[What the task asks] The required output is the exact sequence of lines from the line holding "Tag the window with" to the end of the records, inclusive.
###
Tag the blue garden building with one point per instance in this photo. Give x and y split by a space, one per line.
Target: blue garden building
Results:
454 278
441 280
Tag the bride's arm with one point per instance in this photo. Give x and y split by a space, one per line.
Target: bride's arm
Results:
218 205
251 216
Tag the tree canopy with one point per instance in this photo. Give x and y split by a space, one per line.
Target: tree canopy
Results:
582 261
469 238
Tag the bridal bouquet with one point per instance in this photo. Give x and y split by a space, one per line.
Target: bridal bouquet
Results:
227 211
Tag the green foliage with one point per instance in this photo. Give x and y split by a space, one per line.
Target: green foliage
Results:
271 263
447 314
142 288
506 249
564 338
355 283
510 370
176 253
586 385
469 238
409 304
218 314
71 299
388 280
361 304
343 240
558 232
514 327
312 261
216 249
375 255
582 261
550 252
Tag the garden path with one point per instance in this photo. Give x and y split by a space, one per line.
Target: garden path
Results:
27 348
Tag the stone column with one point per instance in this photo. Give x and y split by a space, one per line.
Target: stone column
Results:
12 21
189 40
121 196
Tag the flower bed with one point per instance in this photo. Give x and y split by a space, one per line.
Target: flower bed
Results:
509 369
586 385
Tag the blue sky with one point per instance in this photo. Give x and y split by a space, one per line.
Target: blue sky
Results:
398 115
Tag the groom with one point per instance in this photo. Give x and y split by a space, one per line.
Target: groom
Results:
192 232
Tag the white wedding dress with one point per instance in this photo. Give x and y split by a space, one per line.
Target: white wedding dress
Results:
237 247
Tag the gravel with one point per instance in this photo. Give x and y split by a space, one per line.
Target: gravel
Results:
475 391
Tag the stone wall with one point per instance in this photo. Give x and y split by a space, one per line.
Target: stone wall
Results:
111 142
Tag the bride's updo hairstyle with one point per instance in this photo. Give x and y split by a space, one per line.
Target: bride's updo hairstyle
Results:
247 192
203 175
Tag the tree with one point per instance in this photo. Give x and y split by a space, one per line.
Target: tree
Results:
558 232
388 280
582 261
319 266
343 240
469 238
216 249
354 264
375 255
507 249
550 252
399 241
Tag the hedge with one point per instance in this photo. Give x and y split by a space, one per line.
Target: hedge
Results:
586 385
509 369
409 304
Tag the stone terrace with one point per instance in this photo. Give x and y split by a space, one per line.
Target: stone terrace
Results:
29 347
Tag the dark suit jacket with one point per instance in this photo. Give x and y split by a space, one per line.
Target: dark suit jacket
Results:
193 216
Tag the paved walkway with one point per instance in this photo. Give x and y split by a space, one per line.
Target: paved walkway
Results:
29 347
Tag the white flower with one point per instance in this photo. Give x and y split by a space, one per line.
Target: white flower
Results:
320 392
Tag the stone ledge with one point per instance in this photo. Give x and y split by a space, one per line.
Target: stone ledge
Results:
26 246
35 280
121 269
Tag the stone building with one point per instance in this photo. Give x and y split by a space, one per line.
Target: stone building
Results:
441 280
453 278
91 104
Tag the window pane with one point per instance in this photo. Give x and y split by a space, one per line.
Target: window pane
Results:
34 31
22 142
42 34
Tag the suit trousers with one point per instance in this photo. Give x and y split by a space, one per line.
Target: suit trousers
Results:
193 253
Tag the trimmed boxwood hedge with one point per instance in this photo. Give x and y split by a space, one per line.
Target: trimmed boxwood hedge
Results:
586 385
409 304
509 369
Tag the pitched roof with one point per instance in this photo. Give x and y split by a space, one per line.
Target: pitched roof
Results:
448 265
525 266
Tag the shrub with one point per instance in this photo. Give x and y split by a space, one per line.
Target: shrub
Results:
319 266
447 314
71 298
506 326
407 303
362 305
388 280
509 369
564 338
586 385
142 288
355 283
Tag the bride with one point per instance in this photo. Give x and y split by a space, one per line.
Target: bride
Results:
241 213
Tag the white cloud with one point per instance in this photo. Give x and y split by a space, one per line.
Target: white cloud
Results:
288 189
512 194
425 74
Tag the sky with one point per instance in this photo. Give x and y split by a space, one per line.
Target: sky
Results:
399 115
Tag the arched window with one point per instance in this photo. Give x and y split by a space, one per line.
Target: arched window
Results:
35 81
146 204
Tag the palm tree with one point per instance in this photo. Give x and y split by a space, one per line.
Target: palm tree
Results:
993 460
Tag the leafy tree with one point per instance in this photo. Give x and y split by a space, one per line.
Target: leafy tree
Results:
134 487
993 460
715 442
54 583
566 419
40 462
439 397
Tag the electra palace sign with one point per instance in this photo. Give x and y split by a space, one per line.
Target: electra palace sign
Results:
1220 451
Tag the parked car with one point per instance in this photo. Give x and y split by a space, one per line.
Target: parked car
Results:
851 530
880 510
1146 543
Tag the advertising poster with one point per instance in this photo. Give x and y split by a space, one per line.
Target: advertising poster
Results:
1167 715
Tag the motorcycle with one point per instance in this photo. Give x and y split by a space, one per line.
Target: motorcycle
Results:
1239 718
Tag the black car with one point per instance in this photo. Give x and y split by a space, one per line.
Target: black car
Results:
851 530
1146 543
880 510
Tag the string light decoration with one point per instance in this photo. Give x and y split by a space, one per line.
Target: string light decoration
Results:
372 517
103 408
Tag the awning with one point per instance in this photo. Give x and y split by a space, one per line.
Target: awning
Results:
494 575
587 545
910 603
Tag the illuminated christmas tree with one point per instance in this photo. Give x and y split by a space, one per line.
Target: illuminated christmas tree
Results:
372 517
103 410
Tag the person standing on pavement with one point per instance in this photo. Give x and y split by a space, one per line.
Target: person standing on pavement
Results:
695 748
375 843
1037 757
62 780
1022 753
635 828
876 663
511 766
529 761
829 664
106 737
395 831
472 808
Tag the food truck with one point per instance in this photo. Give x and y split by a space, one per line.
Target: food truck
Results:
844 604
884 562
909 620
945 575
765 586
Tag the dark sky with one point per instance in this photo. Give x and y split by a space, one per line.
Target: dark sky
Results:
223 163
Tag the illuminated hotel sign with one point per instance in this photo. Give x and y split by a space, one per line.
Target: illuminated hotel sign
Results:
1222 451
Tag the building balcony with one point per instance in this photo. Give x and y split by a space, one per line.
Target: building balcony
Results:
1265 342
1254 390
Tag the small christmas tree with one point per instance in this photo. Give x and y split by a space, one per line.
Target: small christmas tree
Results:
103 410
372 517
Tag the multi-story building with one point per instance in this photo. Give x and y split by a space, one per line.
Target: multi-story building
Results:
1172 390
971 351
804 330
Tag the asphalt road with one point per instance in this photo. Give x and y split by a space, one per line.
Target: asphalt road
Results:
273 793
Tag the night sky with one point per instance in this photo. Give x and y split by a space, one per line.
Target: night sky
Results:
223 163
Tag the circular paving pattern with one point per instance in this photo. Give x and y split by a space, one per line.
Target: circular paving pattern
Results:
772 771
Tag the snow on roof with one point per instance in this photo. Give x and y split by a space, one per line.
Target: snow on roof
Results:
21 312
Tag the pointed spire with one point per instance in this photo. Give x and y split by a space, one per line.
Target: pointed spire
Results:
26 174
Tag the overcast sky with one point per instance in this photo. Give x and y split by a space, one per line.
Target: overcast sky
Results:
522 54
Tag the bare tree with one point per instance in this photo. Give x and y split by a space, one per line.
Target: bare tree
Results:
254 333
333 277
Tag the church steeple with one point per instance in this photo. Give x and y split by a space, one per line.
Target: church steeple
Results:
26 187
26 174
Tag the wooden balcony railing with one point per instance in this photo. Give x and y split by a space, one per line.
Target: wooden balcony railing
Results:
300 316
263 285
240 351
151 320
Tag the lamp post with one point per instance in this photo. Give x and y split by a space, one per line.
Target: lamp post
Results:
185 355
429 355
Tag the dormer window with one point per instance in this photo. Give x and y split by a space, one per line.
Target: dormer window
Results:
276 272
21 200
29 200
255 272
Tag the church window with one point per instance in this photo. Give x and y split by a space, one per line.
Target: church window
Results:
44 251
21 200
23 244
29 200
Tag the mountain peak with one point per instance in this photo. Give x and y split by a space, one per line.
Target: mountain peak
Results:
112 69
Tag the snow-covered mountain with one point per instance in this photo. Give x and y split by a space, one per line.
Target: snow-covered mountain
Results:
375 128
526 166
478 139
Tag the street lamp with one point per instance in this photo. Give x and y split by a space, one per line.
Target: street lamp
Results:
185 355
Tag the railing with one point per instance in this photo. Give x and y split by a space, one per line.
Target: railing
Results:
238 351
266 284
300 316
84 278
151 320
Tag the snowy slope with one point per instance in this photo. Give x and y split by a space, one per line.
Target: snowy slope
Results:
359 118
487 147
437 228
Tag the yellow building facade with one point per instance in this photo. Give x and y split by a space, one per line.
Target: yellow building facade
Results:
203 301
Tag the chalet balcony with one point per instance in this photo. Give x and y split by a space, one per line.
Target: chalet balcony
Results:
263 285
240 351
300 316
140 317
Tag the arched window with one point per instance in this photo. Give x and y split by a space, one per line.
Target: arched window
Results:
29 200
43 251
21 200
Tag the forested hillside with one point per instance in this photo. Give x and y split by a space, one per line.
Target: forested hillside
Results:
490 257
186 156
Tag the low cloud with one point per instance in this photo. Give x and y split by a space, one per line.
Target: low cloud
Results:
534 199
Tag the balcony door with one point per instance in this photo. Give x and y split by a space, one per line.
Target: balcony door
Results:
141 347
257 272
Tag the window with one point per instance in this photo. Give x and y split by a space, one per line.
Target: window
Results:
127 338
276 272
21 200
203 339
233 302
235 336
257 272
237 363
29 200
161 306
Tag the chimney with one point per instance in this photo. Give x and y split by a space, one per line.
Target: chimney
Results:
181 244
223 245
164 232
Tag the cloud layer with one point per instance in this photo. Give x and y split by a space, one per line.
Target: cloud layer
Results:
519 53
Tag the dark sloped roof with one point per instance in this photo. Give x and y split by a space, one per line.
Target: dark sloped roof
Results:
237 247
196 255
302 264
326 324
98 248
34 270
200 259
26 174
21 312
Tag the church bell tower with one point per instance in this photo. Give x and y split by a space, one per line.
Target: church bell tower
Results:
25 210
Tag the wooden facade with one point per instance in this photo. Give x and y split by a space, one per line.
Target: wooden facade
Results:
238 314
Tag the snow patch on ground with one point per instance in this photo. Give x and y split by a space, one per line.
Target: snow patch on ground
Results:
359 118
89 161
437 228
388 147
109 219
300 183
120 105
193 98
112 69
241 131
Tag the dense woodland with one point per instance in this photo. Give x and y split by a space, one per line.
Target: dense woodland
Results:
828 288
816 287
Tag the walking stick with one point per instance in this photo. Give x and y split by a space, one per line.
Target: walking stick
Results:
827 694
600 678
###
[Exercise result]
Tag the window with one point per instance in this photo. Give x and y split by a space, one per line.
Target: window
Results:
127 338
276 272
21 200
203 339
233 302
235 336
257 272
237 363
29 200
161 306
Tag the chimney with one point per instance in this photo. Give x and y split by a space, one per line.
Target: chimney
Results:
181 244
223 245
164 232
Tag the cloud layer with one point per instance in this photo. Give x and y split by a space, one per line.
Target: cloud layer
Results:
519 53
Tag the dark sloped roof with one point per instance in this photo. Give x and y split by a space, one per line.
Target: dark sloped roof
Results:
237 247
196 255
302 264
326 324
98 248
34 270
200 259
26 174
21 312
Tag the church bell tower with one point per instance in this photo. Give x and y split by a space, one per line.
Target: church bell tower
Results:
25 210
Tag the wooden facade with one point per instance in this photo. Give x and y split by a space, one per line.
Target: wooden facade
Results:
238 314
Tag the snow patch on ground with one point per instance in this photo. Give x and y split by a space, one per line.
Target: snow patch on ground
Results:
359 118
89 161
437 228
388 147
109 219
300 183
120 105
193 98
112 69
241 131
Tag the dense woodland with one point per instance in this photo. Give x and y split by a space, one per line.
Target: dense woodland
Results:
828 288
816 287
Tag the walking stick with one point per instance in this photo. Give x and y split by a space, one per line.
Target: walking stick
Results:
827 694
600 678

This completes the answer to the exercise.